▸ **Directives**
• a. According to the personal blog, how fast could the new terminator in the dream run?
• b. Pick up the personal blog after its final sentence and continue the account of the dream.

▸ **Article**

I need to go exploring or something. Hopefully China fixes that. I'm thinking about China and I just don't really believe it. Like I don't believe it's coming soon. It's a month from tomorrow. That's not long. Every time I've changed scenery however I always come up with something new. I just kinda wish that whatever the next new thing is is something I can do on my own. I keep coming up with non-currently achievable ideas. As I said I came up with one animated short, but it's going to be strange to make because it's not a comedy. Again, I only have a premise, nothing more. It's not funny and it ends really sadly.

Tomorrow I'm going to be going to the CONvergence. I'm going to be going the whole weekend purely because of this issue I'm having. I hope it helps or frees me up or makes me feel some sort of emotion of some kind.

Wednesday, June 24, 2009

A sweet mish mash of movies turned into my dream last night.

Last night I had a dream that I was Michael J. Fox (young Marty McFly version) as Jon Connor. I say "I" but it was only kind of me, it was all in third person and filmed like a movie. Close ups, traveling shots, quick editing, etc. I traveled through time in Bill and Ted's time traveling phone booth with some nameless person that I was showing time travel to. We went to some medieval time and then a scary as hell terminator found me. This was a new and faster terminator than had ever been previously seen (seeing as how they're machines, they can run faster than a normal human.) It was able to run about 30 miles an hour. The terminator doesn't look like anyone I can think of, he just kind of looks like a marine in a white shirt and jeans. We jumped into the phone booth, traveled to current times (which is the future for Marty McFly) and it followed us.

▸ **Stored data**

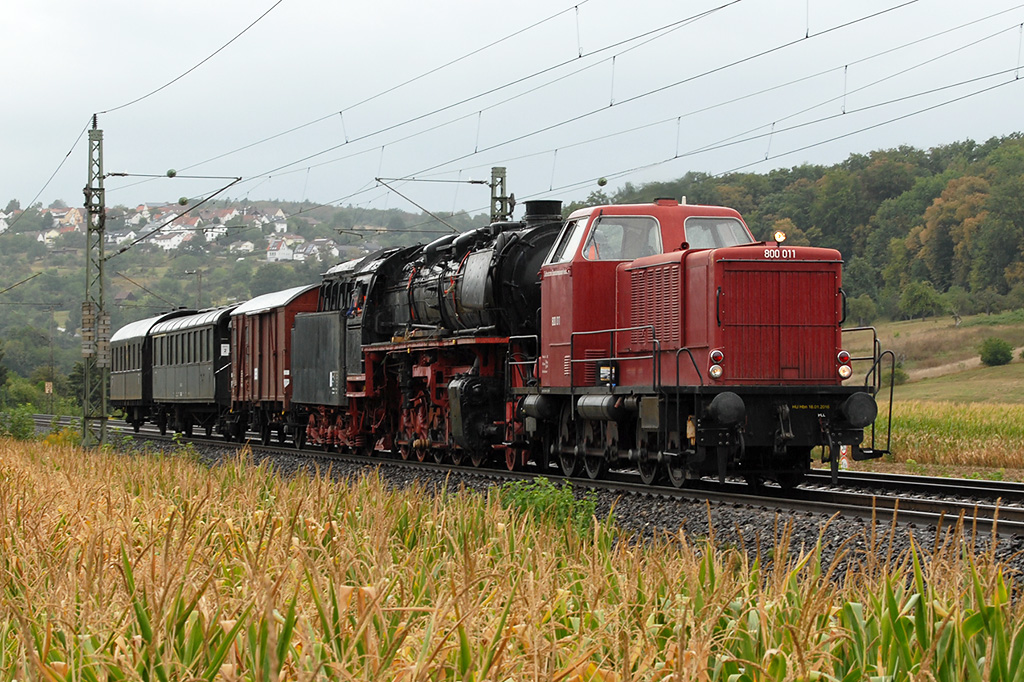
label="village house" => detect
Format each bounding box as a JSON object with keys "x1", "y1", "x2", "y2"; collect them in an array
[{"x1": 266, "y1": 240, "x2": 295, "y2": 263}]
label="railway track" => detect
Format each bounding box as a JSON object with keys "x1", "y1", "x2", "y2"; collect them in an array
[{"x1": 37, "y1": 415, "x2": 1024, "y2": 537}]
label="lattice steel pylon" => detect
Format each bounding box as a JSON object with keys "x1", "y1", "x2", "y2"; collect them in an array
[
  {"x1": 490, "y1": 166, "x2": 515, "y2": 222},
  {"x1": 82, "y1": 116, "x2": 111, "y2": 447}
]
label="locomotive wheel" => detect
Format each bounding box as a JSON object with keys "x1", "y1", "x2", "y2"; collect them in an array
[
  {"x1": 637, "y1": 453, "x2": 663, "y2": 485},
  {"x1": 665, "y1": 458, "x2": 686, "y2": 487},
  {"x1": 534, "y1": 443, "x2": 551, "y2": 475},
  {"x1": 583, "y1": 455, "x2": 608, "y2": 480},
  {"x1": 555, "y1": 406, "x2": 583, "y2": 478},
  {"x1": 558, "y1": 451, "x2": 583, "y2": 478},
  {"x1": 505, "y1": 447, "x2": 523, "y2": 471}
]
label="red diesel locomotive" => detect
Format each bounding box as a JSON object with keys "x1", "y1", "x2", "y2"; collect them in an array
[{"x1": 112, "y1": 193, "x2": 885, "y2": 486}]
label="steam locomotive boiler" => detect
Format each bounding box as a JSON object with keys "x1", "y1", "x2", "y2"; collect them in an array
[{"x1": 293, "y1": 201, "x2": 561, "y2": 463}]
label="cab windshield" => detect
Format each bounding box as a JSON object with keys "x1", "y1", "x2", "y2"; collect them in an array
[
  {"x1": 683, "y1": 217, "x2": 754, "y2": 249},
  {"x1": 583, "y1": 215, "x2": 662, "y2": 260}
]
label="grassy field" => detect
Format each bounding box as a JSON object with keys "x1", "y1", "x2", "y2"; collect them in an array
[{"x1": 0, "y1": 440, "x2": 1024, "y2": 682}]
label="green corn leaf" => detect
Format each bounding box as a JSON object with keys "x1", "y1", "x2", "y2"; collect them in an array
[{"x1": 202, "y1": 604, "x2": 253, "y2": 680}]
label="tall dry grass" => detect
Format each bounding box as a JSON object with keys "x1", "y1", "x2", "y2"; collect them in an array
[
  {"x1": 0, "y1": 440, "x2": 1024, "y2": 682},
  {"x1": 878, "y1": 400, "x2": 1024, "y2": 469}
]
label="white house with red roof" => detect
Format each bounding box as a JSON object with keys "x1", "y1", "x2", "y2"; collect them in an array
[{"x1": 266, "y1": 240, "x2": 295, "y2": 263}]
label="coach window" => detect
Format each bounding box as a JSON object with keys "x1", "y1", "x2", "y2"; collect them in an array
[
  {"x1": 583, "y1": 216, "x2": 662, "y2": 260},
  {"x1": 548, "y1": 218, "x2": 587, "y2": 263}
]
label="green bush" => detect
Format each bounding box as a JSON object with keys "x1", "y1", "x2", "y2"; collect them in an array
[
  {"x1": 0, "y1": 407, "x2": 36, "y2": 440},
  {"x1": 501, "y1": 477, "x2": 597, "y2": 537},
  {"x1": 978, "y1": 336, "x2": 1014, "y2": 367}
]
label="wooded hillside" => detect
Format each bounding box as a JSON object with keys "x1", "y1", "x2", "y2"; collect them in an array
[{"x1": 568, "y1": 134, "x2": 1024, "y2": 318}]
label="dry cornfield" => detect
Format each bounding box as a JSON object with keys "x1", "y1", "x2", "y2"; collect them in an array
[
  {"x1": 878, "y1": 400, "x2": 1024, "y2": 469},
  {"x1": 0, "y1": 440, "x2": 1024, "y2": 682}
]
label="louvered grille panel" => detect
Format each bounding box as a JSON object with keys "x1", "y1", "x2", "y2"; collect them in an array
[
  {"x1": 630, "y1": 263, "x2": 682, "y2": 349},
  {"x1": 583, "y1": 348, "x2": 608, "y2": 386}
]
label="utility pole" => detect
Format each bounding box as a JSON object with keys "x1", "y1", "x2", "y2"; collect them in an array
[
  {"x1": 185, "y1": 269, "x2": 203, "y2": 310},
  {"x1": 490, "y1": 166, "x2": 515, "y2": 222},
  {"x1": 82, "y1": 115, "x2": 111, "y2": 447}
]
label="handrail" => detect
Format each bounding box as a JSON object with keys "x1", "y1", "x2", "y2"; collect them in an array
[{"x1": 505, "y1": 334, "x2": 541, "y2": 393}]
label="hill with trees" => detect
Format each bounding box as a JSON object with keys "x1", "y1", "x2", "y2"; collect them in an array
[{"x1": 0, "y1": 134, "x2": 1024, "y2": 403}]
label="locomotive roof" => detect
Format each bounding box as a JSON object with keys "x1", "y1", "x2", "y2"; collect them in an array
[
  {"x1": 111, "y1": 310, "x2": 195, "y2": 343},
  {"x1": 150, "y1": 305, "x2": 236, "y2": 336},
  {"x1": 231, "y1": 285, "x2": 319, "y2": 317}
]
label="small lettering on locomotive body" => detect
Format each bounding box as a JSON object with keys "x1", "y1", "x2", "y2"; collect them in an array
[{"x1": 765, "y1": 249, "x2": 797, "y2": 259}]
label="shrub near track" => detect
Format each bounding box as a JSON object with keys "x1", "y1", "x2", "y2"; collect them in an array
[
  {"x1": 878, "y1": 400, "x2": 1024, "y2": 469},
  {"x1": 0, "y1": 440, "x2": 1024, "y2": 682}
]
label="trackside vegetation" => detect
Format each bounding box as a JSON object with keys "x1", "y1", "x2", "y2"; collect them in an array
[{"x1": 0, "y1": 439, "x2": 1024, "y2": 682}]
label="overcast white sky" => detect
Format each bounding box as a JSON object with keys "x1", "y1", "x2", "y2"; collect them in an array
[{"x1": 6, "y1": 0, "x2": 1024, "y2": 218}]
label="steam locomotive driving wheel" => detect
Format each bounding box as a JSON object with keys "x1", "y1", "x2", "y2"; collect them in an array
[{"x1": 555, "y1": 406, "x2": 583, "y2": 478}]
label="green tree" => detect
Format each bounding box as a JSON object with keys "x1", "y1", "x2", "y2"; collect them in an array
[
  {"x1": 899, "y1": 282, "x2": 942, "y2": 319},
  {"x1": 978, "y1": 336, "x2": 1014, "y2": 367},
  {"x1": 846, "y1": 294, "x2": 879, "y2": 327}
]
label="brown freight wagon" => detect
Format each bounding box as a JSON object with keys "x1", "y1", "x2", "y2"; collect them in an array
[{"x1": 228, "y1": 285, "x2": 319, "y2": 443}]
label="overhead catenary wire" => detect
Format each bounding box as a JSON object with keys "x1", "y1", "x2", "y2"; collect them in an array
[
  {"x1": 7, "y1": 116, "x2": 92, "y2": 229},
  {"x1": 96, "y1": 0, "x2": 285, "y2": 114},
  {"x1": 244, "y1": 0, "x2": 942, "y2": 220},
  {"x1": 134, "y1": 0, "x2": 745, "y2": 186}
]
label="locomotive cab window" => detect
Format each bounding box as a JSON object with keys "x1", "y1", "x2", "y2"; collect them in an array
[
  {"x1": 683, "y1": 217, "x2": 754, "y2": 249},
  {"x1": 583, "y1": 215, "x2": 662, "y2": 260},
  {"x1": 547, "y1": 218, "x2": 587, "y2": 264}
]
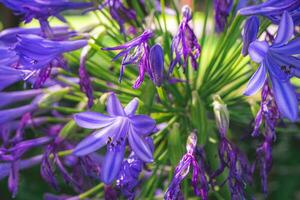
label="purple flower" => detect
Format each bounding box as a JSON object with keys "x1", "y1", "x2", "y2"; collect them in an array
[
  {"x1": 0, "y1": 89, "x2": 43, "y2": 108},
  {"x1": 73, "y1": 93, "x2": 155, "y2": 184},
  {"x1": 169, "y1": 6, "x2": 201, "y2": 74},
  {"x1": 244, "y1": 12, "x2": 300, "y2": 121},
  {"x1": 14, "y1": 34, "x2": 87, "y2": 70},
  {"x1": 252, "y1": 81, "x2": 280, "y2": 194},
  {"x1": 239, "y1": 0, "x2": 300, "y2": 25},
  {"x1": 214, "y1": 0, "x2": 233, "y2": 33},
  {"x1": 211, "y1": 96, "x2": 253, "y2": 200},
  {"x1": 0, "y1": 26, "x2": 77, "y2": 47},
  {"x1": 99, "y1": 0, "x2": 136, "y2": 33},
  {"x1": 79, "y1": 47, "x2": 94, "y2": 108},
  {"x1": 116, "y1": 137, "x2": 154, "y2": 199},
  {"x1": 165, "y1": 133, "x2": 208, "y2": 200},
  {"x1": 242, "y1": 16, "x2": 259, "y2": 56},
  {"x1": 0, "y1": 0, "x2": 93, "y2": 23},
  {"x1": 149, "y1": 44, "x2": 164, "y2": 86},
  {"x1": 102, "y1": 30, "x2": 153, "y2": 88},
  {"x1": 14, "y1": 34, "x2": 87, "y2": 88},
  {"x1": 0, "y1": 65, "x2": 30, "y2": 91}
]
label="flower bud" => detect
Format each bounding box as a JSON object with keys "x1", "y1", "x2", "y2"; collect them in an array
[
  {"x1": 149, "y1": 44, "x2": 164, "y2": 86},
  {"x1": 213, "y1": 95, "x2": 229, "y2": 137},
  {"x1": 186, "y1": 132, "x2": 197, "y2": 154},
  {"x1": 181, "y1": 5, "x2": 192, "y2": 20}
]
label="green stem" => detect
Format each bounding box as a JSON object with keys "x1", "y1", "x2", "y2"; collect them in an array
[{"x1": 79, "y1": 183, "x2": 104, "y2": 199}]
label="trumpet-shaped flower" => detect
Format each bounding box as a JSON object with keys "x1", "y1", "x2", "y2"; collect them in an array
[
  {"x1": 169, "y1": 6, "x2": 201, "y2": 74},
  {"x1": 73, "y1": 93, "x2": 155, "y2": 184},
  {"x1": 214, "y1": 0, "x2": 233, "y2": 32},
  {"x1": 102, "y1": 30, "x2": 153, "y2": 88},
  {"x1": 0, "y1": 0, "x2": 93, "y2": 23},
  {"x1": 239, "y1": 0, "x2": 300, "y2": 25},
  {"x1": 245, "y1": 12, "x2": 300, "y2": 121},
  {"x1": 165, "y1": 133, "x2": 208, "y2": 200}
]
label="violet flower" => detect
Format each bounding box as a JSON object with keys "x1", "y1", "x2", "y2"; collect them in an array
[
  {"x1": 252, "y1": 81, "x2": 280, "y2": 194},
  {"x1": 73, "y1": 93, "x2": 155, "y2": 184},
  {"x1": 0, "y1": 0, "x2": 93, "y2": 31},
  {"x1": 169, "y1": 6, "x2": 201, "y2": 74},
  {"x1": 244, "y1": 12, "x2": 300, "y2": 121},
  {"x1": 14, "y1": 34, "x2": 87, "y2": 88},
  {"x1": 165, "y1": 133, "x2": 208, "y2": 200},
  {"x1": 116, "y1": 137, "x2": 154, "y2": 199},
  {"x1": 242, "y1": 16, "x2": 259, "y2": 56},
  {"x1": 214, "y1": 0, "x2": 233, "y2": 33},
  {"x1": 78, "y1": 47, "x2": 94, "y2": 108},
  {"x1": 102, "y1": 30, "x2": 153, "y2": 89},
  {"x1": 0, "y1": 65, "x2": 30, "y2": 91},
  {"x1": 0, "y1": 26, "x2": 77, "y2": 47},
  {"x1": 211, "y1": 96, "x2": 253, "y2": 200},
  {"x1": 149, "y1": 44, "x2": 164, "y2": 86},
  {"x1": 99, "y1": 0, "x2": 136, "y2": 33},
  {"x1": 239, "y1": 0, "x2": 300, "y2": 25}
]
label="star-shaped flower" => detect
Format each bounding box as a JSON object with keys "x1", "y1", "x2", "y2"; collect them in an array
[{"x1": 73, "y1": 93, "x2": 155, "y2": 184}]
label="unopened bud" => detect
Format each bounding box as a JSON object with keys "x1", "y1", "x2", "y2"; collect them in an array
[
  {"x1": 149, "y1": 44, "x2": 164, "y2": 86},
  {"x1": 213, "y1": 95, "x2": 229, "y2": 136}
]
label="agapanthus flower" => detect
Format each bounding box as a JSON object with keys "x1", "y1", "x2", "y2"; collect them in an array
[
  {"x1": 102, "y1": 30, "x2": 153, "y2": 88},
  {"x1": 14, "y1": 34, "x2": 87, "y2": 87},
  {"x1": 116, "y1": 137, "x2": 154, "y2": 199},
  {"x1": 0, "y1": 26, "x2": 77, "y2": 47},
  {"x1": 211, "y1": 96, "x2": 253, "y2": 200},
  {"x1": 78, "y1": 47, "x2": 94, "y2": 107},
  {"x1": 99, "y1": 0, "x2": 136, "y2": 33},
  {"x1": 239, "y1": 0, "x2": 300, "y2": 25},
  {"x1": 165, "y1": 133, "x2": 208, "y2": 200},
  {"x1": 245, "y1": 11, "x2": 300, "y2": 121},
  {"x1": 242, "y1": 16, "x2": 259, "y2": 56},
  {"x1": 253, "y1": 81, "x2": 280, "y2": 194},
  {"x1": 73, "y1": 93, "x2": 155, "y2": 184},
  {"x1": 0, "y1": 65, "x2": 30, "y2": 91},
  {"x1": 149, "y1": 44, "x2": 164, "y2": 86},
  {"x1": 214, "y1": 0, "x2": 233, "y2": 32},
  {"x1": 169, "y1": 6, "x2": 201, "y2": 74},
  {"x1": 0, "y1": 0, "x2": 93, "y2": 33}
]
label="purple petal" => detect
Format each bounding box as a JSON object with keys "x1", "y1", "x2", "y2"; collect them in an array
[
  {"x1": 272, "y1": 37, "x2": 300, "y2": 55},
  {"x1": 130, "y1": 115, "x2": 156, "y2": 135},
  {"x1": 73, "y1": 118, "x2": 128, "y2": 156},
  {"x1": 274, "y1": 11, "x2": 294, "y2": 45},
  {"x1": 271, "y1": 76, "x2": 298, "y2": 121},
  {"x1": 124, "y1": 98, "x2": 139, "y2": 115},
  {"x1": 248, "y1": 40, "x2": 269, "y2": 63},
  {"x1": 128, "y1": 128, "x2": 153, "y2": 162},
  {"x1": 244, "y1": 63, "x2": 267, "y2": 96},
  {"x1": 107, "y1": 93, "x2": 125, "y2": 116},
  {"x1": 101, "y1": 141, "x2": 125, "y2": 184},
  {"x1": 74, "y1": 112, "x2": 115, "y2": 129}
]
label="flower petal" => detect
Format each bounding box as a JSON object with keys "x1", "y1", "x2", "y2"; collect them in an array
[
  {"x1": 272, "y1": 37, "x2": 300, "y2": 55},
  {"x1": 271, "y1": 76, "x2": 298, "y2": 121},
  {"x1": 73, "y1": 119, "x2": 122, "y2": 156},
  {"x1": 130, "y1": 115, "x2": 156, "y2": 135},
  {"x1": 107, "y1": 93, "x2": 125, "y2": 116},
  {"x1": 101, "y1": 141, "x2": 125, "y2": 184},
  {"x1": 124, "y1": 98, "x2": 139, "y2": 115},
  {"x1": 128, "y1": 128, "x2": 153, "y2": 162},
  {"x1": 74, "y1": 112, "x2": 115, "y2": 129},
  {"x1": 248, "y1": 40, "x2": 269, "y2": 63},
  {"x1": 244, "y1": 62, "x2": 267, "y2": 96},
  {"x1": 274, "y1": 11, "x2": 294, "y2": 45}
]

▸ **Final answers**
• a. About 30 miles an hour.

• b.
This is when the music started up to really get the scene going. It's the background music for the The Living Daylights, the 1987 James Bond movie starring Timothy Dalton. In fact, it's the music from scene where he's hanging out the back of the cargo plane fighting that general. Here it is, it's called Hercules Takes Off.

So now this Terminator is chasing us to this music with traveling shots, hand held camera now and then, and quick editing. We run across a highway and up into a parking ramp. Then he jumps in a car and starts trying to run us over, it's not working cause I (Marty Mcfly) am leaping over other parked cars to get away. Then I escape into the office building the ramp is attached to, along with the other guy. Then there's some shots of a man (played by Nathan Fillion) seeing all this in the security cameras. He's like "Uh oh" and starts getting his some security forces together. So the terminator is chasing us through the office building with other people not stopping him, papers flying everywhere. I think they're not stopping him cause he looks like a person, I don't know, maybe they're too in shock. I think he also chased us through a shopping mall and destroyed stuff. I definitely remember something about him and me in a skyway.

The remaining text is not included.